- [Exercise directions] Copy out, exactly as given, every line from the line with "Target = road edge" to the end of the listing, both of those lines included.

════════

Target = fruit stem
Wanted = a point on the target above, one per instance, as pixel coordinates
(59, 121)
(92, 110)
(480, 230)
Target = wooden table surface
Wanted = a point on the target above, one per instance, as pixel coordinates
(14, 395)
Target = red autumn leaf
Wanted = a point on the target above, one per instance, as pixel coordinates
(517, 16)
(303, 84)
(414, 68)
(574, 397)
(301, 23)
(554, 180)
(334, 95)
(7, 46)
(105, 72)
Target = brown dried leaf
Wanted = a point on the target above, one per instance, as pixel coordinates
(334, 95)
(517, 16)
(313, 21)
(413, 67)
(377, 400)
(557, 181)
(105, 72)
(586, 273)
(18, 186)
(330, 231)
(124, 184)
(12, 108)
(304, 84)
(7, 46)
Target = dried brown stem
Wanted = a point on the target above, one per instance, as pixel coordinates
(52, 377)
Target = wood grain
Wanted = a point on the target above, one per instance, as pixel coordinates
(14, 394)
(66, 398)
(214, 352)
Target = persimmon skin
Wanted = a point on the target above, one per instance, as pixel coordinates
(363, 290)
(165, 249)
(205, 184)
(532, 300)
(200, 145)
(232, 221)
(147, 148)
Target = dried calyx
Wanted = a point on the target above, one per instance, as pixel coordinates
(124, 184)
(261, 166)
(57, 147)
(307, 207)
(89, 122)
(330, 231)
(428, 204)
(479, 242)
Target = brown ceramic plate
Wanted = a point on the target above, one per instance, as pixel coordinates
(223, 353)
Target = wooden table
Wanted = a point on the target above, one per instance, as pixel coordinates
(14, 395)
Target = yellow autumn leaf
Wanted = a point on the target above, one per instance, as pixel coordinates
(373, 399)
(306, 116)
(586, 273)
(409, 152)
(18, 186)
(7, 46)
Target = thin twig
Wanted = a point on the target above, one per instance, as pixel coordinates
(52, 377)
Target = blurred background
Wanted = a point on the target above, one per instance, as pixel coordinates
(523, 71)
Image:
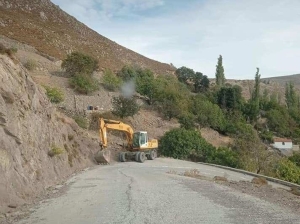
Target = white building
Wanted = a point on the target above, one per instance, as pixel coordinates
(284, 145)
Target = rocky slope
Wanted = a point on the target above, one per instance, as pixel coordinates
(43, 25)
(30, 128)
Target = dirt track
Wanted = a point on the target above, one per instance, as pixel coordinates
(156, 192)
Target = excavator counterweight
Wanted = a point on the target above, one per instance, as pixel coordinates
(138, 146)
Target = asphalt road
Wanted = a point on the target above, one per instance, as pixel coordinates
(147, 193)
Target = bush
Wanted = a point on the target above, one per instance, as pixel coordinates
(2, 49)
(111, 81)
(124, 107)
(224, 156)
(208, 114)
(81, 121)
(30, 65)
(295, 158)
(79, 63)
(55, 95)
(288, 171)
(185, 144)
(9, 51)
(127, 73)
(84, 84)
(55, 151)
(187, 121)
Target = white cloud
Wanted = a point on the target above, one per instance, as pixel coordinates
(248, 34)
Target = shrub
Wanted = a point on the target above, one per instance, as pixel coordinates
(288, 171)
(55, 151)
(295, 158)
(124, 107)
(79, 63)
(111, 81)
(84, 84)
(30, 65)
(55, 95)
(127, 73)
(187, 121)
(81, 121)
(185, 144)
(2, 49)
(224, 156)
(14, 50)
(9, 51)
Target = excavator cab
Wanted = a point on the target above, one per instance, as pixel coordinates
(140, 140)
(140, 147)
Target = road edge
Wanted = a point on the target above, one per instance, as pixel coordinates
(274, 180)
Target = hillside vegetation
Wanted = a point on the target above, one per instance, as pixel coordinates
(47, 28)
(196, 104)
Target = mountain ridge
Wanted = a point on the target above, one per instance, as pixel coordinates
(43, 25)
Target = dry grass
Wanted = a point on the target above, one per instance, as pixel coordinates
(54, 151)
(219, 178)
(295, 191)
(259, 181)
(192, 173)
(171, 172)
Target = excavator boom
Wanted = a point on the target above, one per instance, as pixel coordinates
(105, 124)
(139, 146)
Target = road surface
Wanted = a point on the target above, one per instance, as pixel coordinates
(136, 193)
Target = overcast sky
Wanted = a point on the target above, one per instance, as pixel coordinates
(193, 33)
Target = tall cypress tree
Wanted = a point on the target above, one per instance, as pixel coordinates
(220, 76)
(290, 96)
(254, 100)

════════

- [Written answer]
Target = road edge
Wanted = a point on the target above, one per instance, as pixel coordinates
(274, 180)
Target = hillside vegetation
Wanted = a point on the target above, one per instance, as pixel coordinates
(47, 28)
(196, 104)
Target = mountain ridge
Wanted = a point on the target above, one per instance, as pixel coordinates
(43, 25)
Target = dry grass
Wanted = a point on the target above, one per instance, as pixel coordinates
(54, 151)
(219, 178)
(295, 191)
(259, 181)
(192, 173)
(171, 172)
Target = excavator boom
Wanted = a point on the target above, one per instance, as pixel coordinates
(105, 124)
(139, 146)
Target = road surface
Wanted = a point on the target above, one per instance, as pixel coordinates
(136, 193)
Target = overcast sky
Wanted = a point on the target above, one per instance, as pixel coordinates
(193, 33)
Target = tall cypress tree
Wanted = a point on the target above, one per instance, as pixel coordinates
(220, 76)
(290, 96)
(254, 100)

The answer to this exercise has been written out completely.